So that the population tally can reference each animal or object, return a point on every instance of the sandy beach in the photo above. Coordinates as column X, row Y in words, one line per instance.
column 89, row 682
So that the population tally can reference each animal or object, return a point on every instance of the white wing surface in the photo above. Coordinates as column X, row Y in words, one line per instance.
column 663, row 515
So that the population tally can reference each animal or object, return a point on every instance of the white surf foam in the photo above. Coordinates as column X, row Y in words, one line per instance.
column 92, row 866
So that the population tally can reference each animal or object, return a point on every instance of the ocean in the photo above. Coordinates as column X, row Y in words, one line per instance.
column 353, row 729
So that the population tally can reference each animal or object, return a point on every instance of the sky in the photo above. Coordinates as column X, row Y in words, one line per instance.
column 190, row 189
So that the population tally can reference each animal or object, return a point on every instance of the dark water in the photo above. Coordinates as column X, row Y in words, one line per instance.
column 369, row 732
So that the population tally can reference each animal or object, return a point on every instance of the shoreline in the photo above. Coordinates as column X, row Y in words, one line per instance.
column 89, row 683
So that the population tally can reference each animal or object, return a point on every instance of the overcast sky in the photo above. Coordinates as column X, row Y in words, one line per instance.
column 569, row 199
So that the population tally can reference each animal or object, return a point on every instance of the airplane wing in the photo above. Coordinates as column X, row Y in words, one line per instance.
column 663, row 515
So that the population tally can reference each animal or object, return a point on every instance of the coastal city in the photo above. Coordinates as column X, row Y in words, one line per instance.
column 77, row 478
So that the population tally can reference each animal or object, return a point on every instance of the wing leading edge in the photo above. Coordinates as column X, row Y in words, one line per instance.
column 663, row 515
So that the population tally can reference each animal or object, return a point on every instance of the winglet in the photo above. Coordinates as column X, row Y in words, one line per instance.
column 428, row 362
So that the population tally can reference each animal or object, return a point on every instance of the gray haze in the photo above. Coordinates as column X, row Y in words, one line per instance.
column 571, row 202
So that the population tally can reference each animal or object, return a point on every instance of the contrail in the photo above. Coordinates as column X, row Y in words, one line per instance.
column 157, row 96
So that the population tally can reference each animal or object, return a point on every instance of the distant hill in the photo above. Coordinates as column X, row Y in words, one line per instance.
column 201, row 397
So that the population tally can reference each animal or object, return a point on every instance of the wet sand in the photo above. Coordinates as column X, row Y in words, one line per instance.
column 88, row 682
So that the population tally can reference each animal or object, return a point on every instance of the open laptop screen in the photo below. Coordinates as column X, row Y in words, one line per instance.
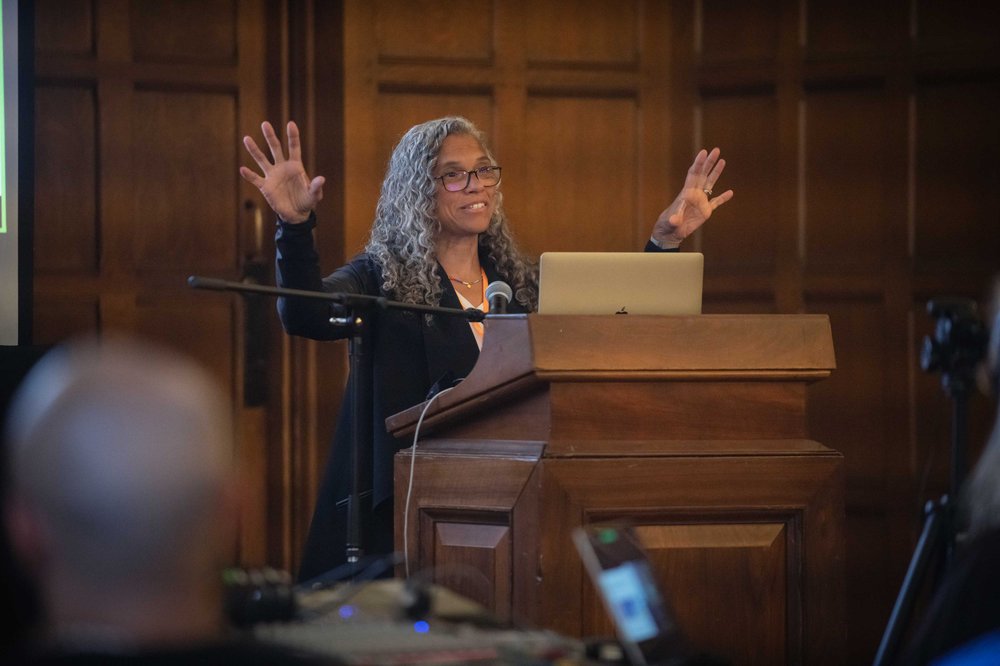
column 652, row 283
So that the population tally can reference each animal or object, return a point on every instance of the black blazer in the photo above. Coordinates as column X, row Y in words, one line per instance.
column 408, row 355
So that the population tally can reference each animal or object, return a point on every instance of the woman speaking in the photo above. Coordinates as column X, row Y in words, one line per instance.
column 440, row 237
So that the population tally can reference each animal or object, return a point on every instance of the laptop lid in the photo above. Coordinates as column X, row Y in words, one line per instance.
column 620, row 283
column 623, row 577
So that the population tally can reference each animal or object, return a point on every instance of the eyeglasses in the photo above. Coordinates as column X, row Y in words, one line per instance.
column 456, row 181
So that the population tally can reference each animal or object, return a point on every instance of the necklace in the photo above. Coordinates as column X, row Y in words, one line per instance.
column 468, row 285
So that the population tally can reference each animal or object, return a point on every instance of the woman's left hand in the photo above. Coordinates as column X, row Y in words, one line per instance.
column 695, row 204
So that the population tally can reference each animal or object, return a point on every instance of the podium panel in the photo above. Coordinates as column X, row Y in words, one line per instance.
column 742, row 514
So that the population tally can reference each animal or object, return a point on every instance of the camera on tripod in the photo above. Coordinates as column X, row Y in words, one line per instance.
column 958, row 345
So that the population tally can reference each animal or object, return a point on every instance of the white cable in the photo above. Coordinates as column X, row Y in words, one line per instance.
column 409, row 485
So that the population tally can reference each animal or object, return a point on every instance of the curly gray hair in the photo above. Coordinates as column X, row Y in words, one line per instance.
column 403, row 235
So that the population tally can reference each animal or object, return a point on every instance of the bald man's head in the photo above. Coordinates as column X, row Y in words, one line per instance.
column 123, row 451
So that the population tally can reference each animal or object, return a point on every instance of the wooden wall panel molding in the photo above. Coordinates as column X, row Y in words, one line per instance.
column 59, row 318
column 200, row 327
column 414, row 31
column 957, row 143
column 581, row 192
column 599, row 78
column 845, row 188
column 730, row 242
column 730, row 32
column 65, row 27
column 67, row 228
column 595, row 34
column 185, row 213
column 184, row 31
column 846, row 30
column 138, row 183
column 970, row 31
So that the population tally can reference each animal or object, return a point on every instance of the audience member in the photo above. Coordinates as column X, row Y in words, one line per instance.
column 123, row 505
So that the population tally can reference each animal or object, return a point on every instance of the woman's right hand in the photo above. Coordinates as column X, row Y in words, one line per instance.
column 285, row 185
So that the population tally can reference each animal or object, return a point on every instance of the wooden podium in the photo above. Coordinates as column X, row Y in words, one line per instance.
column 691, row 428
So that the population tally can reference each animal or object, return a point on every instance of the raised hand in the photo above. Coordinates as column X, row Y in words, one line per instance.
column 694, row 204
column 284, row 183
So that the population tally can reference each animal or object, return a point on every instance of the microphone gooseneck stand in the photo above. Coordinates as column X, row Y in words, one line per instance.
column 356, row 310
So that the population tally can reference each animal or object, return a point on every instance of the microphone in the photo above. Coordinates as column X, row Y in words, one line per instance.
column 498, row 295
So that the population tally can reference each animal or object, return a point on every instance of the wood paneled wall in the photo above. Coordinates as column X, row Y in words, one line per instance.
column 862, row 140
column 573, row 103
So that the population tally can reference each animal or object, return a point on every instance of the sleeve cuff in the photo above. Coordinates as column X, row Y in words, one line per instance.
column 298, row 227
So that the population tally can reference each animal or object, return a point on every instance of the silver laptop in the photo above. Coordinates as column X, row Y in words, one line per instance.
column 620, row 283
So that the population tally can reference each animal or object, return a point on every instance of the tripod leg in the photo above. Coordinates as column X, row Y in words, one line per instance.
column 929, row 546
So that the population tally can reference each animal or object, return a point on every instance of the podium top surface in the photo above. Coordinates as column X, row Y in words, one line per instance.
column 520, row 351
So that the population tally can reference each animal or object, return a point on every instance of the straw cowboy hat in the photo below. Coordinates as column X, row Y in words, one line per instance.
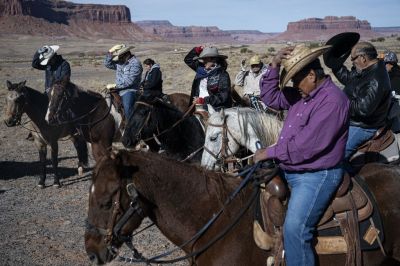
column 121, row 51
column 210, row 52
column 255, row 60
column 46, row 53
column 300, row 57
column 342, row 44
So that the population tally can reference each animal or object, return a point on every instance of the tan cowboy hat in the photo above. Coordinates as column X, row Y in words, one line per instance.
column 300, row 57
column 48, row 53
column 210, row 52
column 255, row 60
column 121, row 51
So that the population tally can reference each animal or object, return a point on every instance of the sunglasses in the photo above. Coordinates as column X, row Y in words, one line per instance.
column 354, row 58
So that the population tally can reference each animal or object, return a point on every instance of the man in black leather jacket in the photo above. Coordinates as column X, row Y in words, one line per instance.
column 368, row 87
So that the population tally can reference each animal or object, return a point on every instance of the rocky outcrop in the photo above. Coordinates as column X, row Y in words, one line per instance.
column 322, row 29
column 62, row 18
column 189, row 34
column 62, row 11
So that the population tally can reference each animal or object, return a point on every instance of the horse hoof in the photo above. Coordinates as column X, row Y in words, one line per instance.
column 80, row 171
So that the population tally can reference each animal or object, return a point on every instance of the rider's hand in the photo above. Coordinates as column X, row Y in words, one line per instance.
column 260, row 155
column 198, row 49
column 43, row 49
column 243, row 65
column 111, row 86
column 116, row 48
column 284, row 53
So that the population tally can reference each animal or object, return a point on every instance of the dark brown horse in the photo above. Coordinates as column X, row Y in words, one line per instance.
column 181, row 198
column 86, row 110
column 161, row 124
column 22, row 99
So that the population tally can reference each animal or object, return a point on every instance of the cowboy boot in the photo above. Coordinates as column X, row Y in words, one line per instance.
column 56, row 182
column 41, row 182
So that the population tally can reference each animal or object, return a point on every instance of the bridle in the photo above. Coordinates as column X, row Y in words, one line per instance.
column 114, row 226
column 17, row 115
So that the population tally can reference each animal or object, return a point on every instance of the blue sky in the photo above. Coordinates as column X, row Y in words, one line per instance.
column 263, row 15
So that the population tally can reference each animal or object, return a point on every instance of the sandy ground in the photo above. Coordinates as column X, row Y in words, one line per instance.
column 46, row 226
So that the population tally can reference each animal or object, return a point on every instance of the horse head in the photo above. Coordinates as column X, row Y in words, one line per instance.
column 115, row 208
column 140, row 124
column 219, row 142
column 59, row 100
column 233, row 128
column 15, row 103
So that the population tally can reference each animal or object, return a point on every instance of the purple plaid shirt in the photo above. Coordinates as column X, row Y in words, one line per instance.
column 315, row 131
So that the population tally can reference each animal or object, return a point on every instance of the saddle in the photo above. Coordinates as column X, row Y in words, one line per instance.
column 380, row 141
column 350, row 206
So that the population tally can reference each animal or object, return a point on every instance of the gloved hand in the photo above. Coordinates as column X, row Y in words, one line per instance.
column 198, row 49
column 43, row 49
column 116, row 48
column 111, row 86
column 243, row 65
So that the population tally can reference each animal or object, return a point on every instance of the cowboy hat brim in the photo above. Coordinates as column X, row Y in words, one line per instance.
column 122, row 51
column 211, row 55
column 44, row 58
column 342, row 44
column 288, row 74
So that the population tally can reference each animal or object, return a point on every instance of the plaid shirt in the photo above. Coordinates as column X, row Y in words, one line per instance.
column 127, row 75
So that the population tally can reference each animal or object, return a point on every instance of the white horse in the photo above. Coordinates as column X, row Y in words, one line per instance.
column 230, row 129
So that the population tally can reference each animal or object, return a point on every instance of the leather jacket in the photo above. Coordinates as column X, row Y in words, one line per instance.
column 369, row 93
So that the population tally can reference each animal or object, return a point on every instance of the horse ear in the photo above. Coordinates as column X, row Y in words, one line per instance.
column 211, row 109
column 9, row 85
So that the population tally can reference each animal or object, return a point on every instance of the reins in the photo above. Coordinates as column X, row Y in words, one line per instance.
column 138, row 258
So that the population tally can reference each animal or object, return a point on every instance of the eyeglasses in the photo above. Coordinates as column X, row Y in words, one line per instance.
column 354, row 58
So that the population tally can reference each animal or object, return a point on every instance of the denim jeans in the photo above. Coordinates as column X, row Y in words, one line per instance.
column 128, row 100
column 357, row 136
column 311, row 193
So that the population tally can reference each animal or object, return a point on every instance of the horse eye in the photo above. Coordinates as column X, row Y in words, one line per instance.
column 214, row 138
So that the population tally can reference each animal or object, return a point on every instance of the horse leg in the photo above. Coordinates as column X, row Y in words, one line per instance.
column 82, row 151
column 42, row 159
column 54, row 162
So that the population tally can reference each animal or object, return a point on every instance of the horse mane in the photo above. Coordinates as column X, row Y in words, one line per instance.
column 266, row 126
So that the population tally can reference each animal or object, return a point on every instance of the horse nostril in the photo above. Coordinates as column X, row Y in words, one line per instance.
column 92, row 257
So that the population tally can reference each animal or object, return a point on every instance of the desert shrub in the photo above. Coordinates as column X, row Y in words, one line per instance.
column 244, row 50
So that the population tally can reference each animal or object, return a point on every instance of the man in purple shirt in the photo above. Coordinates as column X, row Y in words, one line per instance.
column 311, row 145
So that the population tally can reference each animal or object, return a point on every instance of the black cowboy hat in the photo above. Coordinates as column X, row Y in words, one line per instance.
column 342, row 44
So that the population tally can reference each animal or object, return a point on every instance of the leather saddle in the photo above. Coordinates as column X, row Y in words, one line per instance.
column 350, row 206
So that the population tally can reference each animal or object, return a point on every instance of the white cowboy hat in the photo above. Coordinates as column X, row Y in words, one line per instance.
column 121, row 51
column 210, row 52
column 48, row 53
column 300, row 57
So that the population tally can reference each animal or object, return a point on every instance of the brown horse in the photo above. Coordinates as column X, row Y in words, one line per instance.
column 86, row 110
column 181, row 198
column 22, row 99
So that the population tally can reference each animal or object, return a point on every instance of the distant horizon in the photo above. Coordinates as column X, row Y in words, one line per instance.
column 257, row 14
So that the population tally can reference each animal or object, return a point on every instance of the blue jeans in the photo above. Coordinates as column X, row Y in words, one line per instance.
column 311, row 193
column 128, row 100
column 357, row 136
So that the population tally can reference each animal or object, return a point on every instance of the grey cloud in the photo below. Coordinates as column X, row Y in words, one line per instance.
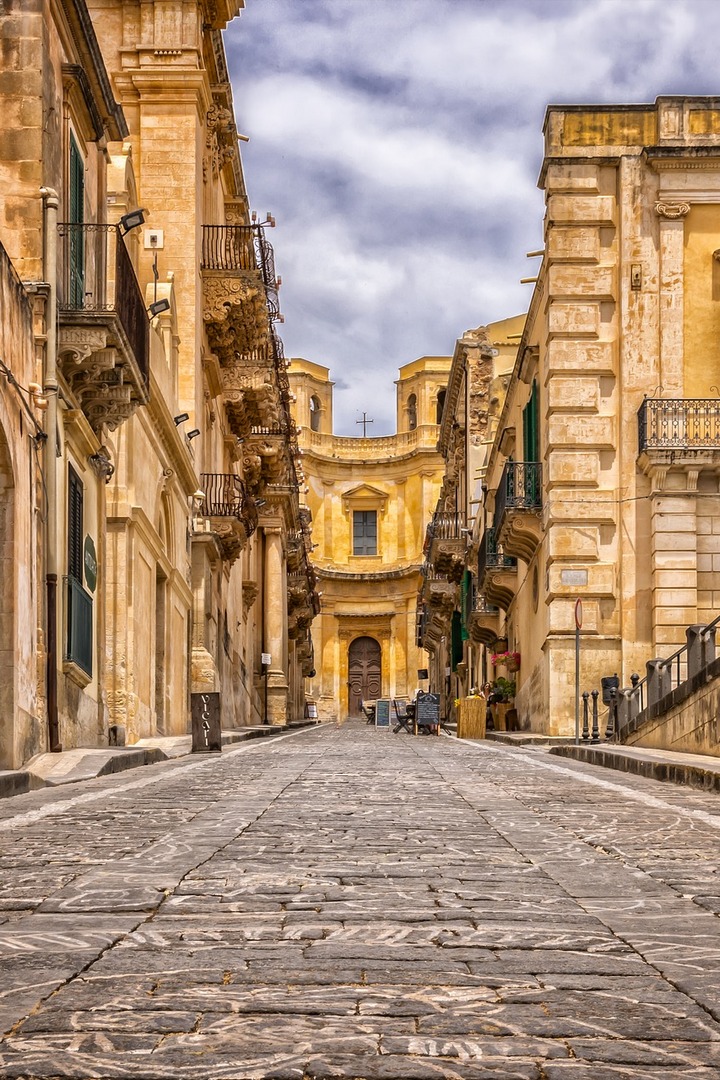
column 398, row 144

■ ■ ■ ■ ■

What you are asked to do: Reproduce the lines from the one with "of the brown" through the end of the data, keeping both end lines, adding nothing, and dropping any pictures.

Task response:
So that the population tally can reference each animal or object, return a point on every instance of the brown horse in the photo above. Coordinates as column X, row Y in words, one line per instance.
column 86, row 110
column 181, row 198
column 22, row 99
So that the population tally can reference each animal or object, return a point on every instance of the distant horizon in the photo above. Coordinates as column X, row Y in words, one line per instance.
column 257, row 14
So that the population tally can reference each animal or object, return a point on every instance of the blue jeans in the photo above. Coordinates as column X, row Y in words, one line per instance.
column 311, row 193
column 128, row 100
column 357, row 136
So that the population tally can reference each animal or object, return a point on every instance of the grey cloud in the photo below. Coordinates as column X, row Y in words, one line per instance.
column 398, row 144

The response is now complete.